* Begin *

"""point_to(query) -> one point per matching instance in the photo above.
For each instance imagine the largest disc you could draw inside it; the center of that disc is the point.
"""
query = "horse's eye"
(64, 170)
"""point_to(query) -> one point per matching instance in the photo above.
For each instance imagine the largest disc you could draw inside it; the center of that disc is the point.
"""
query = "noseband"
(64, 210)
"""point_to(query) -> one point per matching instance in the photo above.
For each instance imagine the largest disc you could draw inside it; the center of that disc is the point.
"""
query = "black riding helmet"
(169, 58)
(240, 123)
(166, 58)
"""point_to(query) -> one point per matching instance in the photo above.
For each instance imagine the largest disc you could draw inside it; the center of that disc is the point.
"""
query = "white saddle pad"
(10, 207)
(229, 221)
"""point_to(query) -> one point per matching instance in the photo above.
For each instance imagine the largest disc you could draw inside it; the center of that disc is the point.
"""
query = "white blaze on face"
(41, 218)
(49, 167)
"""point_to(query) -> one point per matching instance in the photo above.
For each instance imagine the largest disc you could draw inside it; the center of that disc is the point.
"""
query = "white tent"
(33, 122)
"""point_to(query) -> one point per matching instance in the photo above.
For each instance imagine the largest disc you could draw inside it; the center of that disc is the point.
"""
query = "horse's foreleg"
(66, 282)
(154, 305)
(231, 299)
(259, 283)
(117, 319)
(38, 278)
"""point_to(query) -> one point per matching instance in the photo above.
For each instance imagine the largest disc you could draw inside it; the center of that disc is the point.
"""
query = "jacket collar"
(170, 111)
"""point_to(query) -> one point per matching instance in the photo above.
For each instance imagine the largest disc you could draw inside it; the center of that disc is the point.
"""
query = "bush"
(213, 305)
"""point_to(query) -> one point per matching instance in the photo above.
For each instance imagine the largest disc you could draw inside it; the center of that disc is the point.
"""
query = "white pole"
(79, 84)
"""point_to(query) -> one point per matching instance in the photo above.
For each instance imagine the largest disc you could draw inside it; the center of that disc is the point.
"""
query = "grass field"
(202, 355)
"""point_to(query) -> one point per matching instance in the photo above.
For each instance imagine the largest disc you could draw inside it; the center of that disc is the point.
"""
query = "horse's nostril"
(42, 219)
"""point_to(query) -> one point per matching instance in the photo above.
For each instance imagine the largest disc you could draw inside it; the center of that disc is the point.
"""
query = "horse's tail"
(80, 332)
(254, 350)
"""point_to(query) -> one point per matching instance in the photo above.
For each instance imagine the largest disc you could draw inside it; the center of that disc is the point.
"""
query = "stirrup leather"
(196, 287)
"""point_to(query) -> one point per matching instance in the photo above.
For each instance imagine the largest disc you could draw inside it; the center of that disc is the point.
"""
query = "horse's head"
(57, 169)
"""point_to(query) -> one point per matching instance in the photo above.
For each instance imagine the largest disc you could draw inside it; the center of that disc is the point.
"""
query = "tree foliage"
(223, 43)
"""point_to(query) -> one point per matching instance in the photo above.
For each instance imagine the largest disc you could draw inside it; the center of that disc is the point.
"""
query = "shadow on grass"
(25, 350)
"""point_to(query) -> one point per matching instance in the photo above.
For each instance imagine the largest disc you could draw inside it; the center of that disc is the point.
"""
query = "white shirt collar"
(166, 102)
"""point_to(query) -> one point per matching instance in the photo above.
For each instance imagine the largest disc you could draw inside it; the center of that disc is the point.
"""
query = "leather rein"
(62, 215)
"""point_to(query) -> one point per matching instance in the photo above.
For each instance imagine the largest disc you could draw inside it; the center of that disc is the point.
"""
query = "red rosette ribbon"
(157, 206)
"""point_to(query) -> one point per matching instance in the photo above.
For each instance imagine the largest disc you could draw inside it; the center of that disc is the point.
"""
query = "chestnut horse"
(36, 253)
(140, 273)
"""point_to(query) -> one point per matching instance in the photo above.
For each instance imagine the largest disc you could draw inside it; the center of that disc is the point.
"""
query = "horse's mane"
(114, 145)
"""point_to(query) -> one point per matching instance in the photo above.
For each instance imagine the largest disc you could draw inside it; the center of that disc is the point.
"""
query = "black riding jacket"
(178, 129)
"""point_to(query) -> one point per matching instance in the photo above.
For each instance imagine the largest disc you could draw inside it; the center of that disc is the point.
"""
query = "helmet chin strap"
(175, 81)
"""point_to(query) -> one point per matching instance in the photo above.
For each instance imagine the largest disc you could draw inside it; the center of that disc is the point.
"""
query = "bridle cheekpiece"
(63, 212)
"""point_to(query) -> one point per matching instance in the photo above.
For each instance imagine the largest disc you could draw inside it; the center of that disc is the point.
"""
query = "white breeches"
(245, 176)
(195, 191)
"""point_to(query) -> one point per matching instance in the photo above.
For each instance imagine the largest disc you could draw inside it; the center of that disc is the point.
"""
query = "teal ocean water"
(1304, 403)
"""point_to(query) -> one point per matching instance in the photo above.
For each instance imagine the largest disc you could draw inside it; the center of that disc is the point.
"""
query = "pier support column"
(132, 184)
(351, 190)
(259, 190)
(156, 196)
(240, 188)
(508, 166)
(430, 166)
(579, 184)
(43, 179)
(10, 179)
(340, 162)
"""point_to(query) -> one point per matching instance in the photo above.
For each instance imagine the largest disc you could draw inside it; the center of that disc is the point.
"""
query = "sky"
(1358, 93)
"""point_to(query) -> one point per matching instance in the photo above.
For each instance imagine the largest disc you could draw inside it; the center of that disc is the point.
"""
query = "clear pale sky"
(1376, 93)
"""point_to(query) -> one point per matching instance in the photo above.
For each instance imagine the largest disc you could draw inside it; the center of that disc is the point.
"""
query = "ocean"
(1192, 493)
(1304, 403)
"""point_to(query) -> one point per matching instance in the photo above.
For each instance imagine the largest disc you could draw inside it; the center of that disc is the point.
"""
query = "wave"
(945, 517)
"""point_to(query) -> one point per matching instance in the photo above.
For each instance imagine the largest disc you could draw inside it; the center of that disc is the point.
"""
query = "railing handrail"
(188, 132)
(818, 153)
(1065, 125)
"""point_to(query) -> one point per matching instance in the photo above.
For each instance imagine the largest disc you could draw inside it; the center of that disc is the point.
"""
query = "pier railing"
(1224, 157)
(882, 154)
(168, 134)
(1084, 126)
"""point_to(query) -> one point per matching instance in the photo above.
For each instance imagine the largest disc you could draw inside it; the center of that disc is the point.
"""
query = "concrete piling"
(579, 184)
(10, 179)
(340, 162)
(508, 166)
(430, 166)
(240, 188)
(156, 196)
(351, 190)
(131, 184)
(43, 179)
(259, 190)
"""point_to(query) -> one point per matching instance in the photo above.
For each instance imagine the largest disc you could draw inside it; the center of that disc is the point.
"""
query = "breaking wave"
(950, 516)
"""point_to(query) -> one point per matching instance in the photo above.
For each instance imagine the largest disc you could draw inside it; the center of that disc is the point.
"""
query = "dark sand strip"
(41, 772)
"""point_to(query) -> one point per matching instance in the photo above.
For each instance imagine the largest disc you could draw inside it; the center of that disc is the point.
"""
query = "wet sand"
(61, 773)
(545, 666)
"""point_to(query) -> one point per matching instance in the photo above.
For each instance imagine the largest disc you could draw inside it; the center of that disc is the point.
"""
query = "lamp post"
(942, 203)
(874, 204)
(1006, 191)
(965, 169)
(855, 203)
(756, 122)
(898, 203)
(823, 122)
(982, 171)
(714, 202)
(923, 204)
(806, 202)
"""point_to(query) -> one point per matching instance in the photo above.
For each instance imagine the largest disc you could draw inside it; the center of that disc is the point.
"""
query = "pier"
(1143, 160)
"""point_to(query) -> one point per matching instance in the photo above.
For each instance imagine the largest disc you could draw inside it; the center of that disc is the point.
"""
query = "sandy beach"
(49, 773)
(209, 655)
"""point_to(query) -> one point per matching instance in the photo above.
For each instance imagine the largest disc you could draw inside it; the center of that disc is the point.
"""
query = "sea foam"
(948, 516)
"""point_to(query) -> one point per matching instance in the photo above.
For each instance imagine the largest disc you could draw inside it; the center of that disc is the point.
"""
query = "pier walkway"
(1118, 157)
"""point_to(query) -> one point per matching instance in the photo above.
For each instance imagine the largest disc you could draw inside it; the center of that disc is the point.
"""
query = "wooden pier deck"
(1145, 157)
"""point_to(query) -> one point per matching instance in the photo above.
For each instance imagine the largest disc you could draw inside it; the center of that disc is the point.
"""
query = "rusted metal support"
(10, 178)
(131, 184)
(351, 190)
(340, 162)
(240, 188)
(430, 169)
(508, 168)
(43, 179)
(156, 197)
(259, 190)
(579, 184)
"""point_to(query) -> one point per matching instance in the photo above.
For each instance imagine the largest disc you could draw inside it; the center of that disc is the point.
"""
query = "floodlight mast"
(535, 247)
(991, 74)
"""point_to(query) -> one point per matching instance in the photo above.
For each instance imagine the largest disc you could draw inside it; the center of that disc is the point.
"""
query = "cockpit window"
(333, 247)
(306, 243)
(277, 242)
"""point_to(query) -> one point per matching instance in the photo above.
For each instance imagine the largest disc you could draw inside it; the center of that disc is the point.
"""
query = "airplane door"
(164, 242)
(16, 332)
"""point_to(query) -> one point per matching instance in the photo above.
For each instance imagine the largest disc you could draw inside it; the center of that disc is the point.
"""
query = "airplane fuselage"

* End *

§ Aim: Please identify every line in the entries above that contains the word "airplane", and copy each of those lines in full.

§ Written response:
query = "airplane door"
query = "airplane fuselage"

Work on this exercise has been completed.